- **Passage shown**:

************

One bullet journal weekly layout has fewer pages than one monthly spread. However, that doesn’t necessarily indicate that you have fewer things to manage!
Instead, it’s important to figure out how to manage the elements in your weekly layout so they have a purpose.
After lots of toying and experimenting, not to mention research, I’ve noticed most weekly layouts include many of the seven different types of elements:
- Weekly Calendar
- Weekly Trackers/Collections
- To Do List
- Notes Section
- Daily Sections
- Next Week Overview
- Best of Week/Worst of Week log
Why these elements in particular? These elements of the weekly spread make it easy to write detailed information about your week.
With some creative management, you can tie all seven of these elements in two pages. That means you get the details you need and fewer pages to manage it all. Win!
Bullet Journal Supplies for the Perfect Weekly Layout
I hope if you’re at the weekly spread by, you already have your notebook and pen.
If you don’t, here are some simple recommendations:
- Scribbles that Matter A5 Dot-Grid Notebook
- Leuchtturm1917 A5 Dot-Grid Notebook
- Sakura Pigma Micron Pens
- Staedtler Fineliners
And if you prefer to go all out with your art, you’ll probably also enjoy these particular tools as well:
- Tombow Dual Brush Pens
- Tombow TwinTone Markers
- Zebra Mildliners
- Washi Tape
- Prismacolor Colored Pencils
You may want some stencils and rulers for drawing outlines:
You may want some tools to help build rough drafts of your spreads before drawing them with a pen:
Last, you may want a few tools on hand to fix any mistakes you may make in your bullet journal weekly layout:
If you have what you need to continue, then you are ready to begin.
(I know I didn’t include everything that I recommend for supplies, but if you’d like to know more of the tools I utilize on a regular basis, please click on this click so you can access my Amazon Influencer shop! I’ve set up this for you to see everything that I recommend on your journey to a better bullet journal!)
Weekly calendar is on the upper right
The weekly calendar is the section where I keep tabs on activities or specific items I need to do during the week.
Things I may include in my weekly overview include:
- Paying unusual bills
- Work Shifts
- Family Activities
Sometimes I will build the weekly calendar into my daily sections, which I will explain more about below.
I track time in my weekly tracker
(Different colors for different tasks)
The weekly tracker is a smaller, similar model to the monthly tracker.

************

- **Information supplied**:

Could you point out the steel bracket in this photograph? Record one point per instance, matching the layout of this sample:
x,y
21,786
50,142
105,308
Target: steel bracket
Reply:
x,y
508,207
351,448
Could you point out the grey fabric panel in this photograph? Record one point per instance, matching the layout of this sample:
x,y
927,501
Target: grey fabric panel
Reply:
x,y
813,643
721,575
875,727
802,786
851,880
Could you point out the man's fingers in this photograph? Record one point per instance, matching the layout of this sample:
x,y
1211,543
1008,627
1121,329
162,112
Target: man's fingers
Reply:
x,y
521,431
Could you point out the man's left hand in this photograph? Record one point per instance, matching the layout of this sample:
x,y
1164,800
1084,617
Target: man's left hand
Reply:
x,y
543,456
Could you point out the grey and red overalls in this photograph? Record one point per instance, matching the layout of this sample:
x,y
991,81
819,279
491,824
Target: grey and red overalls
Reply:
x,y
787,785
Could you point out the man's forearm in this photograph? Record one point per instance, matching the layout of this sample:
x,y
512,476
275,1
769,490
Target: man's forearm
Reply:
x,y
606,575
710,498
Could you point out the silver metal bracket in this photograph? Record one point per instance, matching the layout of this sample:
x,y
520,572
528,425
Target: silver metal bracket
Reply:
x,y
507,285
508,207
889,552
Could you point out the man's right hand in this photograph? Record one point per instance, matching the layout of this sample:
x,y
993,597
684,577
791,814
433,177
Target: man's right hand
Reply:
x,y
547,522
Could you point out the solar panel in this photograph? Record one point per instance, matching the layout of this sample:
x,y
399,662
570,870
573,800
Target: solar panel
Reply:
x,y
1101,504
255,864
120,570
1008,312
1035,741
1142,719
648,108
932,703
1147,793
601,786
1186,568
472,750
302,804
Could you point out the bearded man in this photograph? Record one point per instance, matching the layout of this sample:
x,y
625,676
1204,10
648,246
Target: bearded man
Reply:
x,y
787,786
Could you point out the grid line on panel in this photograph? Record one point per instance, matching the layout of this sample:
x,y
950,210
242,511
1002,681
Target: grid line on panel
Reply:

************

- **Exercise tasks**:
1. Based on the bullet journal passage, mark each statement yes or no and quote the words from the passage that decide it.
(a) A weekly layout means you have fewer things to manage.
(b) All seven parts of a weekly layout can fit in two pages.
(c) The weekly calendar sits on the upper left.
2. In the bullet journal passage, what three things does the writer say may go in the weekly overview?

- **Solution set**:
1.
(a) No: "However, that doesn’t necessarily indicate that you have fewer things to manage!"
(b) Yes: "With some creative management, you can tie all seven of these elements in two pages."
(c) No: "Weekly calendar is on the upper right"

2. Paying unusual bills, work shifts, and family activities.